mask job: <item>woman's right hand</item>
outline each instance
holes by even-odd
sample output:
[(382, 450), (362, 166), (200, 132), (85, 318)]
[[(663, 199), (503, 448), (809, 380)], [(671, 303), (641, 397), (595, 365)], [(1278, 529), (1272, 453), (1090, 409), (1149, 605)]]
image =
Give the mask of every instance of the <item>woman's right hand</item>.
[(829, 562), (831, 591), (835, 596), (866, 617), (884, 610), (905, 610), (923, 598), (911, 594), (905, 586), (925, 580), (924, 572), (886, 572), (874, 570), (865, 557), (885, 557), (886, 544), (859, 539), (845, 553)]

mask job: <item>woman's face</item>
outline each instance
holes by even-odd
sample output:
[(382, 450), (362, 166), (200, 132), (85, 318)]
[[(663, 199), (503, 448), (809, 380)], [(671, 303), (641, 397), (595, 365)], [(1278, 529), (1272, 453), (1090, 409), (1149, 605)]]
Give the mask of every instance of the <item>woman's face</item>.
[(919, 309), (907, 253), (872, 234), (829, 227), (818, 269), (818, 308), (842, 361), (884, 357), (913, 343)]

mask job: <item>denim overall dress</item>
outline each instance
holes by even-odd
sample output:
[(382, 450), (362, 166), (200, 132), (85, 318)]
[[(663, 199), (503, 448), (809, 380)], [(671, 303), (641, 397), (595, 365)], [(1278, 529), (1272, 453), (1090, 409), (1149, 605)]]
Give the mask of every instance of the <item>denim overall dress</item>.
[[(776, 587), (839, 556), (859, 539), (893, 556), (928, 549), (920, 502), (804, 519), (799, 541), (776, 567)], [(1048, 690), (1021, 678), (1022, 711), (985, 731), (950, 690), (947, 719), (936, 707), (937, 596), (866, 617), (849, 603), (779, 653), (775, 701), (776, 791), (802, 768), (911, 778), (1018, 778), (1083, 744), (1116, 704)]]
= = = =
• **Qué debes hacer**
Vuelve a escribir todos los registros anteriores línea por línea, sin alterar ningún carácter.

• **Respuesta**
mask job: <item>woman's right hand</item>
outline each instance
holes by even-odd
sample output:
[(382, 450), (362, 166), (200, 132), (85, 318)]
[[(663, 199), (503, 448), (809, 380)], [(671, 303), (641, 397), (595, 365)], [(1278, 529), (1272, 453), (1090, 409), (1149, 605)]]
image =
Give the mask of every instance of the <item>woman's right hand</item>.
[(829, 562), (831, 591), (835, 596), (866, 617), (884, 610), (905, 610), (923, 598), (911, 594), (905, 586), (925, 580), (924, 572), (886, 572), (874, 570), (865, 557), (885, 557), (886, 544), (859, 539), (845, 553)]

mask job: <item>woman's face</item>
outline each instance
holes by even-odd
sample output:
[(382, 450), (362, 166), (200, 132), (85, 318)]
[[(663, 199), (503, 448), (809, 380)], [(671, 303), (641, 397), (595, 365)], [(1278, 529), (1272, 453), (1090, 409), (1149, 605)]]
Give the mask of every instance of the <item>woman's face</item>.
[(919, 309), (907, 253), (872, 234), (829, 227), (818, 269), (818, 308), (842, 361), (884, 357), (913, 343)]

mask job: <item>denim overall dress</item>
outline each instance
holes by even-odd
sample output:
[(382, 450), (362, 166), (200, 132), (85, 318)]
[[(663, 199), (503, 448), (809, 380)], [(671, 303), (641, 397), (595, 365)], [(1278, 529), (1272, 453), (1090, 409), (1149, 605)]]
Give the mask of every instance of the <item>denim overall dress</item>.
[[(776, 587), (839, 556), (859, 539), (893, 556), (928, 549), (920, 502), (804, 519), (799, 541), (776, 567)], [(1048, 690), (1021, 678), (1022, 711), (985, 731), (950, 690), (947, 719), (936, 707), (937, 596), (866, 617), (849, 603), (779, 653), (775, 701), (776, 791), (802, 768), (911, 778), (1018, 778), (1083, 744), (1116, 704)]]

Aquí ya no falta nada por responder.